### Extract
--*--

PROCESS FOR APPLYING HARD COATINGS AND THE LIKE TO METALS AND RESULTING PRODUCT
This invention relates to the coating of metals (hereinafter referred to as "substrates" or "substrate metals") with coatings that serve to provide hard surfaces, chemically resistant coatings, etc.
Hard coatings were developed for the purpose of providing a combination of high performance properties such as resistance to friction, wear and corrosion to less expensive metal components. Early techniques used in the application of these coatings were based on surface treatment of metallic substrates by the diffusion of carbon, nitrogen, boron, or silicon, thus generating the hard materials directly in the surface of the substrate. Most of the more recent application techniques involve the deposition of an overlay hard layer as an external coating. Examples of techniques include: Chemical vapor deposition (CVD), physical vapor deposition (PVD), laser fusion, sputtering, flame or plasma spraying, and detonation gun. With the possible exception of CVD processes, these techniques are expensive and limited to the line of sight which may lead to variable thickness and unequal coverage particularly at corners, holes and complex shapes.
It is an object of the present invention to provide an improved method of applying to substrate metals coatings of M1Xn where M1 is the metal whose compound is to be applied to the substrate, X is an element such as nitrogen, carbon, boron or silicon, and n is a number indicating the atomic proportions of X to M.

--*--

(Items from a data source)
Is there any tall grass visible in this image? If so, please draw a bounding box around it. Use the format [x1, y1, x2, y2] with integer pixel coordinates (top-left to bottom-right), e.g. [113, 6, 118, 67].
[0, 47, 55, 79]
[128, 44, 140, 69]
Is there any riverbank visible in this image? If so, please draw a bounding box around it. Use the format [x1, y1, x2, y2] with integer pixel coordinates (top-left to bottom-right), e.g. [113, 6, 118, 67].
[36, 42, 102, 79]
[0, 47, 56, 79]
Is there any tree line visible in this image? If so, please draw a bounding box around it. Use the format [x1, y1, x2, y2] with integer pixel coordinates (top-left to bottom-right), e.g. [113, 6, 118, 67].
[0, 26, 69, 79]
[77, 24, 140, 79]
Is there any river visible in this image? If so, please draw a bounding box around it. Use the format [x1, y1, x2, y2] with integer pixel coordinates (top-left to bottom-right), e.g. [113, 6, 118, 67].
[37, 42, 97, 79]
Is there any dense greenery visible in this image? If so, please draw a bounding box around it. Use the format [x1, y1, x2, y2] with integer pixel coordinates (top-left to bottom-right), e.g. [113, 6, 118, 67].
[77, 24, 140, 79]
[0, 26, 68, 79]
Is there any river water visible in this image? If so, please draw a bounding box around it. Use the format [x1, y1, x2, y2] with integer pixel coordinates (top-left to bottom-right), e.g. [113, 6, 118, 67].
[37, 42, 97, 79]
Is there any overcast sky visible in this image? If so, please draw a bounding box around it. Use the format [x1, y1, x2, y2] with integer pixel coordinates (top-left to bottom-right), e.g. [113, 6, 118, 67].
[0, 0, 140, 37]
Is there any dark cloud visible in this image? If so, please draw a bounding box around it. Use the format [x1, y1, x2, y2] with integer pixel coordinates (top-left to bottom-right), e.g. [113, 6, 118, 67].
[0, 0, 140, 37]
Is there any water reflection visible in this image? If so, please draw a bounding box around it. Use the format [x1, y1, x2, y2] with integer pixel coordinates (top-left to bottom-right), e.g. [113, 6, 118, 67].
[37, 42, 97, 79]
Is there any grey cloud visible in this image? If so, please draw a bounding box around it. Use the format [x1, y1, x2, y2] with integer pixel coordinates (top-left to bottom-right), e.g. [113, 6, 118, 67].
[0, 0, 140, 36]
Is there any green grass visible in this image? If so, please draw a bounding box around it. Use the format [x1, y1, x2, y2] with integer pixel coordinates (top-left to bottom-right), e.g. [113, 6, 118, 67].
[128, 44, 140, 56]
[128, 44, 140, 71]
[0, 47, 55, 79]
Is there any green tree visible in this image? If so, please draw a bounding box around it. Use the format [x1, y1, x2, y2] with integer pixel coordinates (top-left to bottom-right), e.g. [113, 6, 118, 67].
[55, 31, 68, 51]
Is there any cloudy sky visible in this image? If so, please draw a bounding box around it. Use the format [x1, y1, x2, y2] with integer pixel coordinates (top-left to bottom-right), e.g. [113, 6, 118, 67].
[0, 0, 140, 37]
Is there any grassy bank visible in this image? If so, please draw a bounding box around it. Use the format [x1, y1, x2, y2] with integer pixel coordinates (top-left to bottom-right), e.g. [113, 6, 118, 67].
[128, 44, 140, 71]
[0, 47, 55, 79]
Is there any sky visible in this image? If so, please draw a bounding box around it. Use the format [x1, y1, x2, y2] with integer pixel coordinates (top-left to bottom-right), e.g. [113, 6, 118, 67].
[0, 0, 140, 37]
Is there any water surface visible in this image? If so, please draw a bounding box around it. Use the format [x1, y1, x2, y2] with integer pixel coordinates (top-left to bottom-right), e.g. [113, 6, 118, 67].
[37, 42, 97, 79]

--*--

### Set tasks
[a] Reproduce the hard-coatings passage between "PROCESS FOR APPLYING" and "resistant coatings, etc.", inclusive.
[b] According to the hard-coatings passage, which elements did early techniques diffuse into the surface of metallic substrates?

### Completed exercise
[a]
PROCESS FOR APPLYING HARD COATINGS AND THE LIKE TO METALS AND RESULTING PRODUCT
This invention relates to the coating of metals (hereinafter referred to as "substrates" or "substrate metals") with coatings that serve to provide hard surfaces, chemically resistant coatings, etc.

[b] Carbon, nitrogen, boron and silicon.